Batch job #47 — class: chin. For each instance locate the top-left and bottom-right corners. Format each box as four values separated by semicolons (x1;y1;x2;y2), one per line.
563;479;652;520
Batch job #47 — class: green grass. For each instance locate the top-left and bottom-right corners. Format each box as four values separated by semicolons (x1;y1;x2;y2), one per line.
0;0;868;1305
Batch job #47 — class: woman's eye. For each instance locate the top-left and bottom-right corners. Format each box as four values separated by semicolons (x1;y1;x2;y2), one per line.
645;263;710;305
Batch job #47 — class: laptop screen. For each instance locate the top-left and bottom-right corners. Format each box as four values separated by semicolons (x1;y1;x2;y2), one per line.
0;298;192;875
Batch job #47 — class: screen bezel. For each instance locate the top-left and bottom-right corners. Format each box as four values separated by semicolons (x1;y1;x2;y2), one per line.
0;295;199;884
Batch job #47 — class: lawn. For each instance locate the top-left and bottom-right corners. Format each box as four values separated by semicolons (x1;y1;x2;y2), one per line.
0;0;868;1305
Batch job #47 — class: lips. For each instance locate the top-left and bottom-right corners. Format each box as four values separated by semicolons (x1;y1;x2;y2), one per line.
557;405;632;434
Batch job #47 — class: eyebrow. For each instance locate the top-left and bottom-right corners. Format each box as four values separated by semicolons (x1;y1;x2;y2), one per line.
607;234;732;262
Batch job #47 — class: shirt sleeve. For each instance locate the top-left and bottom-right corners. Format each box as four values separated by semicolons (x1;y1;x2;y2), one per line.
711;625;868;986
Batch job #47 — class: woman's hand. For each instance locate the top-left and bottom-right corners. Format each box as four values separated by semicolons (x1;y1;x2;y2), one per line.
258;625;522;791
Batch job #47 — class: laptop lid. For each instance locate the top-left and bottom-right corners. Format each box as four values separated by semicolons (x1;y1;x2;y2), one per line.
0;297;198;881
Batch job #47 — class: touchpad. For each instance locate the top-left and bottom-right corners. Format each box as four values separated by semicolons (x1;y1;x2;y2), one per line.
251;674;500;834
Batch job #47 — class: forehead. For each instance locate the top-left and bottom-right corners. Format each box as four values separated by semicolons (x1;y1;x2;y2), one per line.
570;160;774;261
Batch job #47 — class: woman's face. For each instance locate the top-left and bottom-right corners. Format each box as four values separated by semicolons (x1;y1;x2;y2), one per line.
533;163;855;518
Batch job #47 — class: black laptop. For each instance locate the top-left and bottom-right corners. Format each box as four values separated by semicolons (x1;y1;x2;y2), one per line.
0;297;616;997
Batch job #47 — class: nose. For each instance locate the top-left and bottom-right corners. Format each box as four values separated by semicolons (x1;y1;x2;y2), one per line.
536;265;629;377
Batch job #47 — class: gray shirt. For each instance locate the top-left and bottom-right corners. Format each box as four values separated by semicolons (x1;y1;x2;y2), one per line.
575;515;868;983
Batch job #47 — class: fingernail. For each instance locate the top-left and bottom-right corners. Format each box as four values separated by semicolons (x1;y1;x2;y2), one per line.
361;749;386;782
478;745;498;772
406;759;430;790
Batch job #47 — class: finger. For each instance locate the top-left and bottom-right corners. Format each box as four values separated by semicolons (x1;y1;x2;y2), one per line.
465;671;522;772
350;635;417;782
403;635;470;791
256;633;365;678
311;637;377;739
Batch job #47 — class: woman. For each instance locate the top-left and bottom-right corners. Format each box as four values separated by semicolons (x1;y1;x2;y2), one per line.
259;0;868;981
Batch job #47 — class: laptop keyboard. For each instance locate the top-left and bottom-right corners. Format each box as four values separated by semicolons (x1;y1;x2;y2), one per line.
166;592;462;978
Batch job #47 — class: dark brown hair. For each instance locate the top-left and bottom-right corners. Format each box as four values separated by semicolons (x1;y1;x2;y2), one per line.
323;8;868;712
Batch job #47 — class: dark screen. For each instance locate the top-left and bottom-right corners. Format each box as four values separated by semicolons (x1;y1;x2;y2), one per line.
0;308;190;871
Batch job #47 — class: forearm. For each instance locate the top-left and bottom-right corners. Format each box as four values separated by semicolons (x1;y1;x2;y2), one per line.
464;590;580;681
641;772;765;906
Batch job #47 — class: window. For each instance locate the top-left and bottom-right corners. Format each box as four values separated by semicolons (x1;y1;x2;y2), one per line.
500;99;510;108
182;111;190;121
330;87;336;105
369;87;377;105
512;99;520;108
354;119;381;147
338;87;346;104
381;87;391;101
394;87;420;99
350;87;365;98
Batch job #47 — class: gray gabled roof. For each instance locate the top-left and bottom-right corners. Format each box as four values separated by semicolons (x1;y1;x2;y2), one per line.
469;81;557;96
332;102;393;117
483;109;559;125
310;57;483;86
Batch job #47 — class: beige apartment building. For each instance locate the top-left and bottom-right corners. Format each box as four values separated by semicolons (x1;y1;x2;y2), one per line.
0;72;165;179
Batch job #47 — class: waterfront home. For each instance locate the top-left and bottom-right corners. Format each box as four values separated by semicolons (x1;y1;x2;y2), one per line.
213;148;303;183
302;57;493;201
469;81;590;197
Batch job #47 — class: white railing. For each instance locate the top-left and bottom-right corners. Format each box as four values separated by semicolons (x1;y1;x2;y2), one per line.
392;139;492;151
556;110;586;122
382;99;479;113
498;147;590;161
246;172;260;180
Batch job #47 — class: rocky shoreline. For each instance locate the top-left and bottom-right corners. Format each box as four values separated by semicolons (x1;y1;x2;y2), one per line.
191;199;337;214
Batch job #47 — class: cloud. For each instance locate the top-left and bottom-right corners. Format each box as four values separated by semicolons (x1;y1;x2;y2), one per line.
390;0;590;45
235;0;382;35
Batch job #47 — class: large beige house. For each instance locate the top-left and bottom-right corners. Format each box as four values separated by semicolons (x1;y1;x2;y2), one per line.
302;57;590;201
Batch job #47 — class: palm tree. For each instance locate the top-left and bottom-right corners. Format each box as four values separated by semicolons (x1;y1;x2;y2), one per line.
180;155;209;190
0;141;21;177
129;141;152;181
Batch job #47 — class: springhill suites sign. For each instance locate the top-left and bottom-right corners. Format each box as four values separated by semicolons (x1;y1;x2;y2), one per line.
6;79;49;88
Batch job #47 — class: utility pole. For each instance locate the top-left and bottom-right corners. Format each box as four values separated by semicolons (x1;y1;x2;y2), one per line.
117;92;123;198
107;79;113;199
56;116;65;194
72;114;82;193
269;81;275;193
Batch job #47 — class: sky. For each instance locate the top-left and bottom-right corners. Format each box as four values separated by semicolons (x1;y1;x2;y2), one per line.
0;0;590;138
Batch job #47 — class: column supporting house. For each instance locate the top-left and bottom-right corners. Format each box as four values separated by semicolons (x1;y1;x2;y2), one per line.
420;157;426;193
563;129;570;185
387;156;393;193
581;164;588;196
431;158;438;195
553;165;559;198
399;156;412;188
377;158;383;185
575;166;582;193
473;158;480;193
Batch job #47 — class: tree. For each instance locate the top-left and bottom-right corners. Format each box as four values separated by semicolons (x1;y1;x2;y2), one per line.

########

Format all the items above as a JSON array of strings, one string per line, omitting any blank lines.

**Output of the exercise**:
[
  "Batch job #47 — class: chin. For each instance locate the top-left and bottom-right corners. Format each box as four values separated by semicolons (x1;y1;x2;y2), one per line.",
  "563;479;652;520",
  "Batch job #47 — class: green grass. For each instance locate the top-left and bottom-right corners. Format each box as four values separated by semicolons (x1;y1;x2;y2), one per line.",
  "0;0;868;1305",
  "Batch job #47 — class: woman's eye. For each instance locate the top-left and bottom-right corners. Format each box as four values separated by semicolons (x1;y1;x2;y2), one per line.",
  "645;263;710;305",
  "Batch job #47 — class: laptop screen. For each instance locate the top-left and bottom-right corners. Format each box as four values separated by semicolons (x1;y1;x2;y2), one per line.",
  "0;298;192;875",
  "Batch job #47 — class: screen bezel. For each instance locate the top-left and bottom-right corners. Format each box as four values separated by semicolons (x1;y1;x2;y2), one per line.",
  "0;295;199;884",
  "Batch job #47 — class: lawn. For each instance locate the top-left and bottom-right corners. Format each box as four values separated by semicolons (x1;y1;x2;y2), one per line.",
  "0;0;868;1305",
  "Batch job #47 — class: lips. For each instance locate the top-left and bottom-right corners. Format each box as four values separated by semicolons (x1;y1;x2;y2), one per line.",
  "557;405;632;434",
  "Batch job #47 — class: eyebrow. For each instance locate the top-left and bottom-right corners. Format each box as four values separated by semicolons (x1;y1;x2;y2), one per line.",
  "607;234;732;262",
  "Batch job #47 — class: shirt sleeve. For each instance locate the top-left and bottom-right corners. Format each box as four values separated by semicolons (x1;y1;x2;y2), one per line.",
  "711;625;868;986",
  "Batch job #47 — class: woman's hand. For each instance locate the top-left and bottom-right corners. Format each box as four values separated by semicolons (x1;y1;x2;y2), one per line.",
  "258;625;522;791",
  "Batch job #47 — class: laptop lid. For each instance locate the top-left and bottom-right corners. Format each box as four values separated by semicolons (x1;y1;x2;y2), one per line.",
  "0;297;198;881",
  "Batch job #47 — class: touchpad. For each instance locate the top-left and bottom-right corners. Format each box as four values separated by semicolons (x1;y1;x2;y2), one per line.",
  "251;674;500;834",
  "Batch job #47 — class: forehead. For each instance locate the top-left and bottom-right corners. Format each box as four values separated by semicolons (x1;y1;x2;y2), one per line.",
  "570;160;774;261",
  "Batch job #47 — class: woman's face. For each instance locate the top-left and bottom-right corners. Format each box as four values separated by semicolons (x1;y1;x2;y2), one per line.",
  "533;163;855;518",
  "Batch job #47 — class: black laptop. For each instance locate the top-left and bottom-right corners. Format each box as four values separated by semicolons (x1;y1;x2;y2), one per line.",
  "0;297;616;997",
  "Batch job #47 — class: nose. For each instance locate the top-left and bottom-right corners. Format each box as four values separated by semicolons (x1;y1;x2;y2), one per line.",
  "536;265;629;377",
  "Batch job #47 — class: gray shirt. For each instance locate the top-left and bottom-right corners. Format each box as four values separated by semicolons (x1;y1;x2;y2), one per line.",
  "575;515;868;983",
  "Batch job #47 — class: fingernail. For each instance locate the top-left and bottom-right corners. Format each box as four values separated by semicolons (x1;y1;x2;y2), one per line.",
  "361;749;386;782",
  "478;745;498;772",
  "406;759;430;790",
  "Batch job #47 — class: finger. For each instance locate the top-left and bottom-right corners. Format each box as four values separated by semicolons (x1;y1;x2;y2), one per line.",
  "465;671;522;772",
  "350;635;417;782",
  "403;635;470;791",
  "256;633;365;678",
  "311;637;377;739",
  "Batch job #47 — class: woman. For each instance locate the top-left and bottom-right corners. Format each box as four values separated by semicolons (x1;y1;x2;y2), one per line.",
  "259;0;868;981",
  "Batch job #47 — class: laptop keyboard. For each instance locate the top-left and bottom-right corners. Format each box as four values separated by semicolons (x1;y1;x2;y2), one per line.",
  "166;592;462;978",
  "Batch job #47 — class: dark brown hair. For each instance locate the top-left and bottom-right corners. Format each box as four values separated by semicolons (x1;y1;x2;y2), one per line.",
  "323;8;868;712",
  "Batch job #47 — class: dark screen. For each instance locate the top-left and bottom-right corners. Format each box as four values separated by semicolons (x1;y1;x2;y2), one per line.",
  "0;308;190;871",
  "Batch job #47 — class: forearm. For each instance locate the top-left and bottom-right corners. Format each box as four values separated by semicolons (x1;y1;x2;y2), one per line.",
  "464;590;580;681",
  "641;772;765;906",
  "Batch job #47 — class: window. For each instance locate the top-left and bottom-right corners. Format each box as four values separated by semicolons (x1;y1;x2;y2), one per line.",
  "500;99;510;108",
  "182;111;190;121",
  "330;87;336;105",
  "369;87;377;105",
  "512;99;520;108",
  "354;119;381;147",
  "338;87;346;104",
  "381;87;391;101",
  "394;87;420;99",
  "350;87;365;98",
  "Batch job #47 — class: gray gabled roof. For each instance locate the top-left and bottom-right corners. Format each box as four values separated by semicolons (x1;y1;x2;y2), one per line.",
  "469;81;557;96",
  "332;102;393;117",
  "483;109;559;125",
  "310;57;483;86",
  "Batch job #47 — class: beige apartment building. For each instance locate the top-left and bottom-right corners. Format each box as four values separated by semicolons (x1;y1;x2;y2), one per line.",
  "0;72;165;179",
  "Batch job #47 — class: waterfront home. For each instance locate the top-left and bottom-right corners. Format each box as four values separated by semicolons (x1;y1;x2;y2), one per line.",
  "213;148;303;183",
  "302;57;493;201",
  "469;81;590;197",
  "Batch job #47 — class: white railing. For each instance locate the top-left and bottom-right corners. Format each box as four values separated by semicolons (x1;y1;x2;y2), one per line.",
  "392;139;492;151",
  "556;110;586;122",
  "382;99;479;113",
  "498;147;590;161",
  "246;172;260;180",
  "Batch job #47 — class: rocky shoreline. For each instance locate the top-left and bottom-right corners. Format each box as four values separated by semicolons (x1;y1;x2;y2), one per line.",
  "191;199;337;214",
  "Batch job #47 — class: cloud. For each instance locate the top-left and bottom-right corners. Format each box as four values separated by semicolons (x1;y1;x2;y2), one per line.",
  "390;0;590;45",
  "235;0;382;35",
  "Batch job #47 — class: large beige house. For each instance locate the top-left and bottom-right corners. Format each box as four values separated by semicolons (x1;y1;x2;y2), one per line.",
  "302;57;590;201",
  "Batch job #47 — class: palm tree. For each instance locate the top-left and bottom-right corners. Format each box as four values separated by semicolons (x1;y1;x2;y2), one per line.",
  "180;155;209;190",
  "0;141;21;177",
  "129;141;152;181",
  "Batch job #47 — class: springhill suites sign. For each instance locate the top-left and bottom-right corners. Format each box as four values separated by semicolons (x1;y1;x2;y2), one per line.",
  "6;79;49;88",
  "Batch job #47 — class: utility pole. For each instance locate the top-left and bottom-right corners. Format each box as four values separated by semicolons (x1;y1;x2;y2), one per line.",
  "117;92;123;198",
  "107;79;113;199",
  "56;116;65;194",
  "72;114;82;193",
  "269;81;275;193",
  "Batch job #47 — class: sky. For each instance locate the top-left and bottom-right corners. Format each box as four values separated by semicolons (x1;y1;x2;y2), one per line.",
  "0;0;590;138",
  "Batch job #47 — class: column supporting house. For each instance locate the top-left and bottom-right corners. Format each box as four values separated by semicolons (x1;y1;x2;y2), one per line.",
  "420;157;426;193",
  "563;129;570;185",
  "387;156;393;193",
  "581;164;588;196",
  "431;158;438;195",
  "553;165;559;198",
  "399;156;412;188",
  "377;158;383;185",
  "575;166;582;193",
  "473;158;480;193",
  "Batch job #47 — class: tree. For each instance locate the top-left and bottom-right corners. Format each box as four values separated by semicolons (x1;y1;x2;y2), one per line."
]